=== THE DATA ===
════════════════════
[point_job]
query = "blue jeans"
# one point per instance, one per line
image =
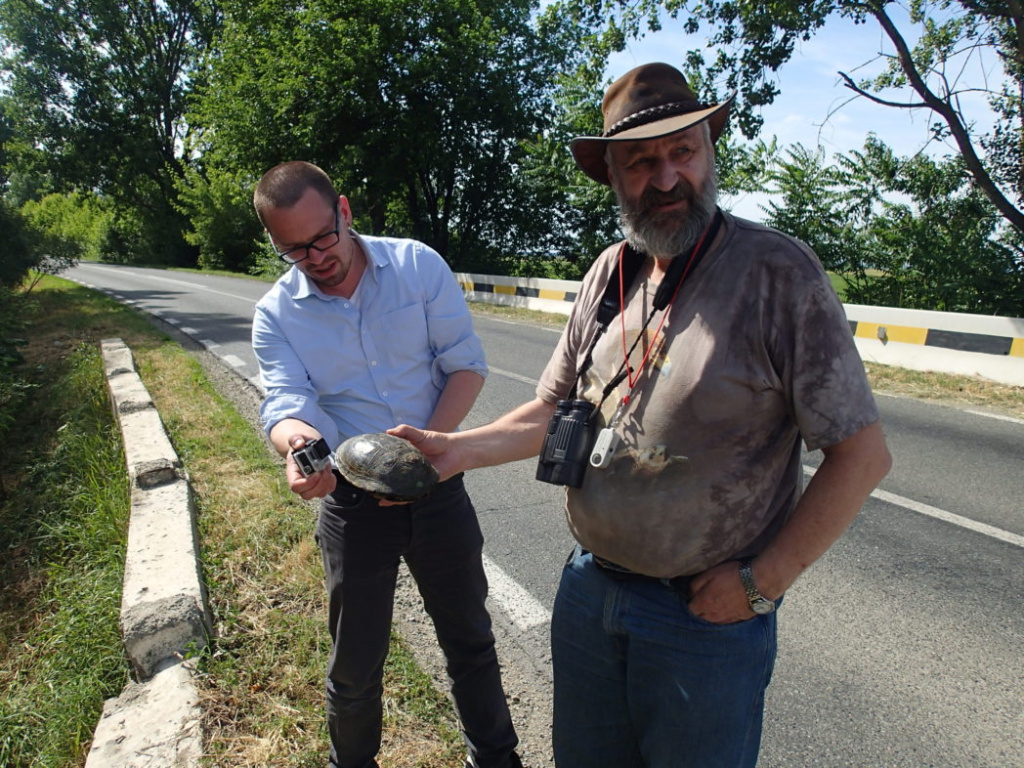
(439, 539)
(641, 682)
════════════════════
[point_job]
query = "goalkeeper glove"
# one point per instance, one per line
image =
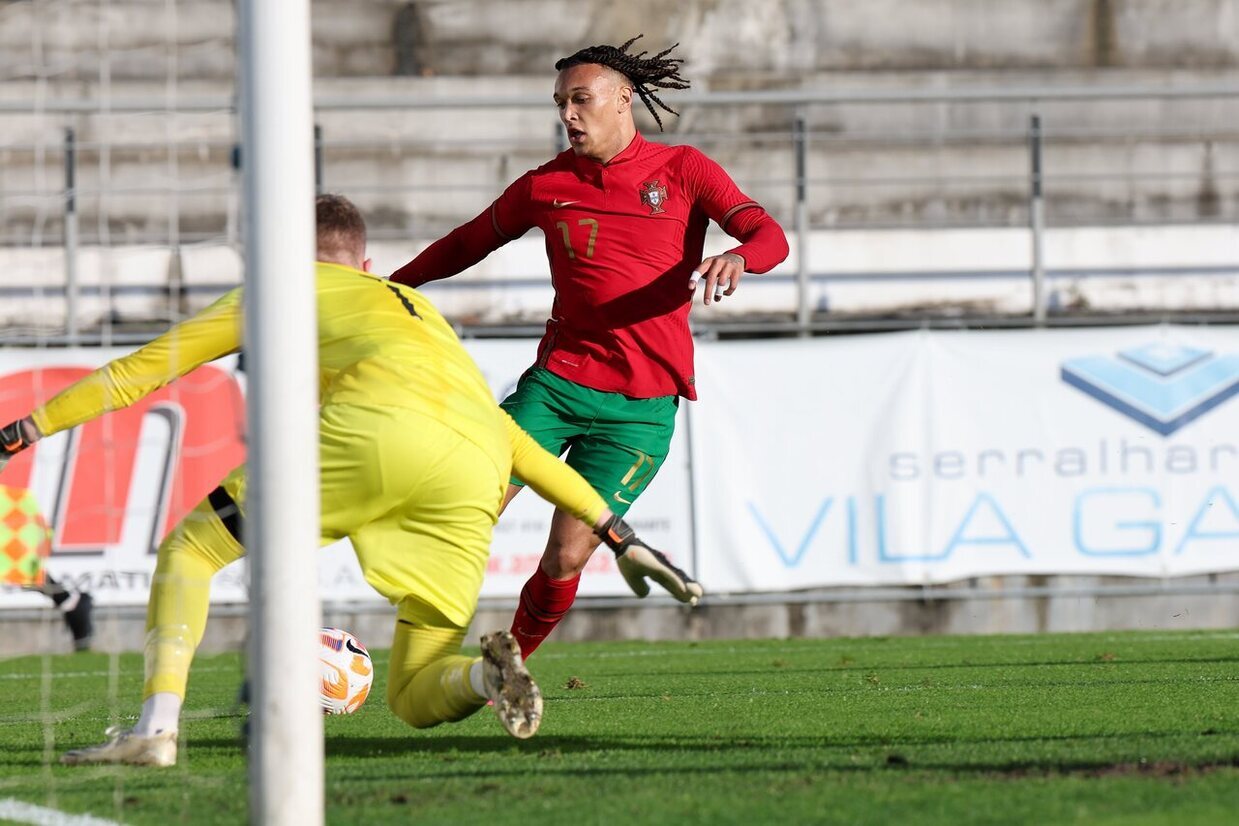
════════════════════
=== TASK BRIEF ===
List every line in the records that contains the word "query".

=== COMPLETE OUTPUT ===
query = "blue jeans"
query = "goalkeeper glove"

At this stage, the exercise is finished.